>> BEGIN Data provided

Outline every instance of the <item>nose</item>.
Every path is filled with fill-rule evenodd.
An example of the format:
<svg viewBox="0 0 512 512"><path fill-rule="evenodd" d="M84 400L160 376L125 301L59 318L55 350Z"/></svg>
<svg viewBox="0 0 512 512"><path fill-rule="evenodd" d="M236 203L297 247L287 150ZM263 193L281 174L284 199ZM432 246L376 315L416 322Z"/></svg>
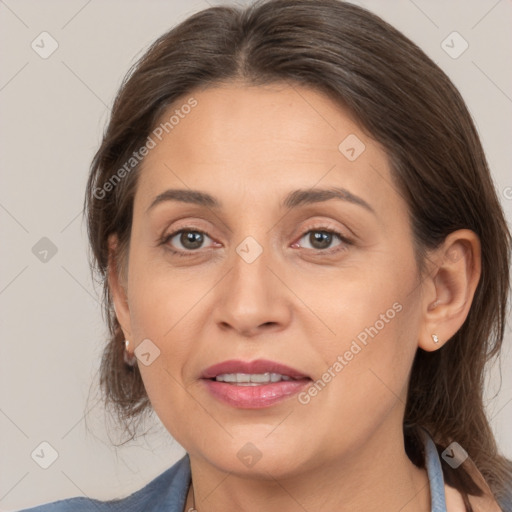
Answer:
<svg viewBox="0 0 512 512"><path fill-rule="evenodd" d="M264 248L252 262L234 251L232 260L230 271L216 287L215 324L246 338L286 329L293 294L272 264L270 249Z"/></svg>

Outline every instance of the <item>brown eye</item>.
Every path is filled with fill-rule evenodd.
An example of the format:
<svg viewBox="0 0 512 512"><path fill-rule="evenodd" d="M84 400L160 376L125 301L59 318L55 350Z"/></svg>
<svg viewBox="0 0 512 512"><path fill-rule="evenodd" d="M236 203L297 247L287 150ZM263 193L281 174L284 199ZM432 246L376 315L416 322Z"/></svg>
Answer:
<svg viewBox="0 0 512 512"><path fill-rule="evenodd" d="M311 230L302 236L299 245L302 247L305 246L306 249L325 250L333 247L332 243L336 239L338 239L339 242L335 245L340 245L345 242L345 239L342 238L339 233L326 230ZM306 243L302 242L302 240L306 240ZM310 244L310 247L307 247L307 243Z"/></svg>
<svg viewBox="0 0 512 512"><path fill-rule="evenodd" d="M200 249L206 238L210 237L202 231L182 229L166 237L165 243L182 251L193 251Z"/></svg>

>> END Data provided

• _Written instruction_
Could you copy out the entire listing above word for word, leaving out the pictures?

• _Result for this exercise_
Outline every instance of the <item>nose</item>.
Every path is filled with fill-rule evenodd.
An example of the format:
<svg viewBox="0 0 512 512"><path fill-rule="evenodd" d="M84 400L160 376L125 301L59 318L55 350Z"/></svg>
<svg viewBox="0 0 512 512"><path fill-rule="evenodd" d="M236 203L297 247L287 150ZM263 193L281 174L284 199ZM432 246L376 315L416 322Z"/></svg>
Answer:
<svg viewBox="0 0 512 512"><path fill-rule="evenodd" d="M264 248L252 262L234 251L232 260L230 271L216 287L215 324L246 338L286 329L293 294L272 264L270 249Z"/></svg>

Outline every instance of the <item>brown eye</item>.
Every path is filled with fill-rule evenodd.
An example of the format:
<svg viewBox="0 0 512 512"><path fill-rule="evenodd" d="M84 400L160 376L125 301L59 318L55 350Z"/></svg>
<svg viewBox="0 0 512 512"><path fill-rule="evenodd" d="M236 203L297 247L287 150ZM263 193L281 174L284 199ZM432 246L376 315L416 322Z"/></svg>
Answer:
<svg viewBox="0 0 512 512"><path fill-rule="evenodd" d="M311 230L302 236L299 245L302 247L305 246L306 249L325 250L333 247L332 243L336 239L338 239L339 242L335 245L340 245L345 242L345 239L342 238L339 233L326 230ZM306 243L302 242L302 240L306 240ZM310 244L310 247L307 247L307 243Z"/></svg>
<svg viewBox="0 0 512 512"><path fill-rule="evenodd" d="M200 249L206 238L210 237L202 231L182 229L166 237L165 243L182 251L193 251Z"/></svg>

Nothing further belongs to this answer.